* [SHORT EXERCISE]: Give a verbatim quotation of every record.

* [AVAILABLE RECORDS]:
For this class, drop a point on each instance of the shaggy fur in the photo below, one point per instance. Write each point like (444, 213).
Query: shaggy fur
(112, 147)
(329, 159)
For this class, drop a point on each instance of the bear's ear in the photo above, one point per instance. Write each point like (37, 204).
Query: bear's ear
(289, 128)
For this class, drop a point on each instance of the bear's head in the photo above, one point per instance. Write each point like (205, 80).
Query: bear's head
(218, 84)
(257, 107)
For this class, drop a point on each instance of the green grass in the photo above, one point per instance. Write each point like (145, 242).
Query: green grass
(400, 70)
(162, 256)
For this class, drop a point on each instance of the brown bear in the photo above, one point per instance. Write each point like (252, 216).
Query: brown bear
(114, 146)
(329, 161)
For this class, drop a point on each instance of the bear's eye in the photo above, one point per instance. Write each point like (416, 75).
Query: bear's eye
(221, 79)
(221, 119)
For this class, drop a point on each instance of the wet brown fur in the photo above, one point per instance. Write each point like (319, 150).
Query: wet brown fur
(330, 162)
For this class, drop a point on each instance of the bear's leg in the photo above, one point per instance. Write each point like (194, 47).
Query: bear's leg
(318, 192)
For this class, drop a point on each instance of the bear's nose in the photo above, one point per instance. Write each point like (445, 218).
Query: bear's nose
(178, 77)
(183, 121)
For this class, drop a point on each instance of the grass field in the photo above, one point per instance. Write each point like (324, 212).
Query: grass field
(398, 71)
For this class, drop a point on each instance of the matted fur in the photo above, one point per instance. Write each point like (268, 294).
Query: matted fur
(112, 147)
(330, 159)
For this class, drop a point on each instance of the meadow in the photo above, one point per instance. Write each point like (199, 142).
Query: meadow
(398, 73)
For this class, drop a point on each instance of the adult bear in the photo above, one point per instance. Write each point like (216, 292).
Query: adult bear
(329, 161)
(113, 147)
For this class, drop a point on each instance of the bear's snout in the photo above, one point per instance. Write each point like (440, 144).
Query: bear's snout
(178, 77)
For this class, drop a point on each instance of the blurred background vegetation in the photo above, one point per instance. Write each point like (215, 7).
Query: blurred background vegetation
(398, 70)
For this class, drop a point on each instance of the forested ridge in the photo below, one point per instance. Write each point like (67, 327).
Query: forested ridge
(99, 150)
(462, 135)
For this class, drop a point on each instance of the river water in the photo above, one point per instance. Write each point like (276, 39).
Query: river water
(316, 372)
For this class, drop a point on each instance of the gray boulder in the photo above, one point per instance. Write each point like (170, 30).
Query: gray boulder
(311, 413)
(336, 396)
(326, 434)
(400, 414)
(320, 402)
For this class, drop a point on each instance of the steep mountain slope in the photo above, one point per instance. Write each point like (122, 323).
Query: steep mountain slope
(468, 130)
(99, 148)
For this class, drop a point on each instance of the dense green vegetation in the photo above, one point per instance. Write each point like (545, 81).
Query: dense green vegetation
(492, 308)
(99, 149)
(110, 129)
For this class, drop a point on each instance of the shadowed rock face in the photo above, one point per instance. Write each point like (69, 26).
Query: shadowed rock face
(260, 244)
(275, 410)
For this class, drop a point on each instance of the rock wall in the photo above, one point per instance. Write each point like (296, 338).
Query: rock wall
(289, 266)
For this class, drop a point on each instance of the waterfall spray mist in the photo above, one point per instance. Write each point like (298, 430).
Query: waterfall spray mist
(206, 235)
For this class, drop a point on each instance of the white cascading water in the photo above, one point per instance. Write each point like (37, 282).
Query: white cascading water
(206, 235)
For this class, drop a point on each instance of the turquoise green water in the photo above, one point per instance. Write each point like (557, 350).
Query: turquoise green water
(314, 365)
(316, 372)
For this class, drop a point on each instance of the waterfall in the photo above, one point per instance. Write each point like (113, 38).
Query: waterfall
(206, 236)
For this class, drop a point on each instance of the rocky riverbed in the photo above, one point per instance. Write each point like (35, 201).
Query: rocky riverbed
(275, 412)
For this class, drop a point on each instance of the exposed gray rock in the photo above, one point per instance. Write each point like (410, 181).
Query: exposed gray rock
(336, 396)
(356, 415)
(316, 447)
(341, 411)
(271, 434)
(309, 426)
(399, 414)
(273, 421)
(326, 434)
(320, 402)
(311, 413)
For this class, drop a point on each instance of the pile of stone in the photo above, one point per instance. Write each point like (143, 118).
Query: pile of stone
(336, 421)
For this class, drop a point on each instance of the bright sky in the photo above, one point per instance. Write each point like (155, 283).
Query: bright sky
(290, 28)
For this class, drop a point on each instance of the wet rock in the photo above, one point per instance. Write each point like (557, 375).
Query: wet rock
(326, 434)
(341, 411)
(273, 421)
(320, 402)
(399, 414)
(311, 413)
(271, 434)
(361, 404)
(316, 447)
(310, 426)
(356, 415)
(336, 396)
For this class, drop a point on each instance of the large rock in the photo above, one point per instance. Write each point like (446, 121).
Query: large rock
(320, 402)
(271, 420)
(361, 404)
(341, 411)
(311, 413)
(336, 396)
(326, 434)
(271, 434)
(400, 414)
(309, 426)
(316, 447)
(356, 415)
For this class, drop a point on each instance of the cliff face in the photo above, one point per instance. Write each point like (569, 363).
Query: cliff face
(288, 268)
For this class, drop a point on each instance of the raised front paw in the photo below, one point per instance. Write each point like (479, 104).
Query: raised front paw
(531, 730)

* [SOLUTION TO THE PROBLEM]:
For this class, drop a point on each instance of the shaggy fur in the photo below, one point per instance. Write each point like (444, 213).
Query: shaggy fur
(112, 147)
(329, 159)
For this class, drop a point on each instance of the bear's ear in the photo above, one point per instance. Write each point like (37, 204).
Query: bear's ear
(289, 128)
For this class, drop a point on each instance of the bear's head in the photo above, one point per instance. Write each point like (205, 80).
Query: bear's head
(218, 84)
(257, 107)
For this class, drop a point on each instance of the green grass in the photo above, one point per instance. Write each point like (145, 242).
Query: green grass
(400, 70)
(162, 256)
For this class, drop a point on each instance of the brown bear in the photo above, one point per instance. Write each point like (252, 216).
Query: brown bear
(114, 146)
(329, 161)
For this class, drop a point on each instance of the bear's eye in the photo above, one point per instance. Write each point like (416, 75).
Query: bear's eye
(221, 79)
(221, 119)
For this class, drop a point on each instance of the wet brown fur in the photo above, one point per instance. Write each point like (319, 150).
Query: wet brown fur
(330, 162)
For this class, drop a point on each instance of the bear's leg in the photo above, one point per instance. Write each point like (194, 47).
Query: bear's leg
(318, 192)
For this class, drop a point on each instance of the bear's nose in the photo above, one point per instance. Write each point like (445, 218).
Query: bear's nose
(178, 77)
(183, 121)
For this class, drop a point on each instance of the grass field in the photo above, one point per instance. Write each point like (324, 212).
Query: grass field
(398, 71)
For this class, drop a point on each instance of the matted fur in the photo above, one point per instance. Write each point like (268, 294).
Query: matted fur
(112, 147)
(330, 159)
For this class, drop a point on each instance of the meadow in the photo above, one point per instance. Write each point like (199, 142).
Query: meadow
(398, 73)
For this class, drop a point on each instance of the adult bear in the photo above, one point per instance. Write each point like (216, 292).
Query: adult bear
(329, 161)
(113, 147)
For this class, drop a point on each instance of the bear's snout in the photo above, one point per instance. Write each point like (440, 144).
Query: bear's snout
(178, 77)
For this class, drop a point on each instance of the blurred background vegetation in the photo above, one point per instance. Write each point like (215, 7).
Query: blurred background vegetation
(398, 70)
For this class, drop a point on each instance of the forested ridge in the photo below, one point per instance. Write each point like (67, 327).
Query: forested ridge
(99, 150)
(462, 135)
For this class, drop a point on each instance of the river water in the photo above, one point per instance. Write each point like (276, 39).
Query: river water
(316, 372)
For this class, drop a point on each instance of the gray boulder in the photo above, one point per instance. Write each point like (170, 30).
Query: gray boulder
(311, 413)
(336, 396)
(326, 434)
(400, 414)
(320, 402)
For this class, drop a point on each instance of the steep mountain slope in the photo above, one point per instance. Write each point like (122, 323).
Query: steep mountain slope
(468, 130)
(99, 148)
For this class, drop a point on each instance of the dense green vegetation in the photo above, one point per instance. Write each point like (545, 81).
Query: dense green vegetation
(492, 308)
(99, 149)
(110, 129)
For this class, drop a point on each instance of the shadowed rock face in the photo above, one point per instance. Write each point like (69, 26).
Query: shadowed rock face
(260, 244)
(275, 410)
For this class, drop a point on each instance of the rock wall in the photo above, one point per instance. Write each point like (296, 338).
Query: rock wall
(289, 266)
For this class, drop a point on each instance of the waterfall spray mist in the photo above, one point per instance. Write each point like (298, 430).
Query: waterfall spray mist
(206, 235)
For this class, drop a point on each instance of the white cascading water in the photo above, one point per instance. Write each point like (37, 282).
Query: white cascading water
(206, 235)
For this class, drop a point on each instance of the turquoise green water in the photo above, one point per instance. Write each point like (557, 350).
Query: turquoise green water
(314, 365)
(316, 372)
For this class, drop a point on each instance of the waterfall in the photo above, one point per instance. Write each point like (113, 38).
Query: waterfall
(206, 236)
For this class, drop a point on each instance of the rocky riverbed in the photo above, one point per instance. Write each point like (35, 201).
Query: rocky riverbed
(275, 412)
For this class, drop a point on each instance of the exposed gray rock in the photo above, one point per instance. Write each point like (410, 181).
Query: exposed gray rock
(336, 396)
(356, 415)
(316, 447)
(341, 411)
(271, 434)
(309, 426)
(399, 414)
(273, 421)
(326, 434)
(320, 402)
(311, 413)
For this class, drop a point on each instance of the pile of stone in the photo above, one point per instance. Write each point like (143, 118).
Query: pile of stone
(336, 421)
For this class, drop a point on each instance of the bright sky in the photo above, one point per instance. Write each point like (155, 283).
Query: bright sky
(290, 28)
For this class, drop a point on each instance of the wet rock in the photo above, one point per instance. Write each point like (557, 375).
Query: wet rock
(326, 434)
(341, 411)
(273, 421)
(320, 402)
(399, 414)
(311, 413)
(271, 434)
(361, 404)
(316, 447)
(310, 426)
(356, 415)
(336, 396)
For this class, drop a point on each instance of the large rock in the photo above, one point per instance. Write each point like (446, 121).
Query: large rock
(320, 402)
(271, 420)
(361, 404)
(341, 411)
(311, 413)
(336, 396)
(326, 434)
(271, 434)
(400, 414)
(309, 426)
(316, 447)
(356, 415)
For this class, drop a point on each instance of the cliff face in the photo above, one point per instance. Write each point like (569, 363).
Query: cliff face
(288, 268)
For this class, drop a point on each instance of the raised front paw in the photo below, one point per instance. Write each point like (479, 104).
Query: raised front paw
(531, 730)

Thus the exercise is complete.